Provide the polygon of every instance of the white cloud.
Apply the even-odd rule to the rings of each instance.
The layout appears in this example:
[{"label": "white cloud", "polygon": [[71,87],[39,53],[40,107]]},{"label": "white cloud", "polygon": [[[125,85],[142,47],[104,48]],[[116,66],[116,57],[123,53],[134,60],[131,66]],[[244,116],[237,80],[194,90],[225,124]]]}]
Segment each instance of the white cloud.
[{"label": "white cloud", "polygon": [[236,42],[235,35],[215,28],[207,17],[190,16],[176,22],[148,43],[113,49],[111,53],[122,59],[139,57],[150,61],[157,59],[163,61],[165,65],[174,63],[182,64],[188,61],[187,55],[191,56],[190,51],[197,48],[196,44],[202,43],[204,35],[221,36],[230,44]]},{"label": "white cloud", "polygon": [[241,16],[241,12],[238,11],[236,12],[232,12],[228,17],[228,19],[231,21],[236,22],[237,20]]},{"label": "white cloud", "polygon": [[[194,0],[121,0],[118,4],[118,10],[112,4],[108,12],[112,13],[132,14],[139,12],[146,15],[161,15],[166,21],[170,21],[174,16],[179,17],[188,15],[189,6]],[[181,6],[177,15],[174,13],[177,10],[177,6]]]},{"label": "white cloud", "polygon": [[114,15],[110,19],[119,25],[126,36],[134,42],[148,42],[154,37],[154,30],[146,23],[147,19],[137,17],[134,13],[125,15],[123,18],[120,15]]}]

#### Your task:
Recast the material above, from the start of it through the line containing "Segment each instance of the white cloud.", as a numbered list, leaving out any blank lines.

#### The result:
1. Provide the polygon of every instance of the white cloud.
2. Apply the even-odd rule to the rings of each instance.
3. The layout appears in this example:
4. [{"label": "white cloud", "polygon": [[71,87],[39,53],[40,107]]},{"label": "white cloud", "polygon": [[[125,85],[142,47],[104,48]],[[116,66],[116,57],[123,53],[134,60],[131,66]],[[244,116],[237,80],[194,90],[225,124]]]}]
5. Segment each instance of the white cloud.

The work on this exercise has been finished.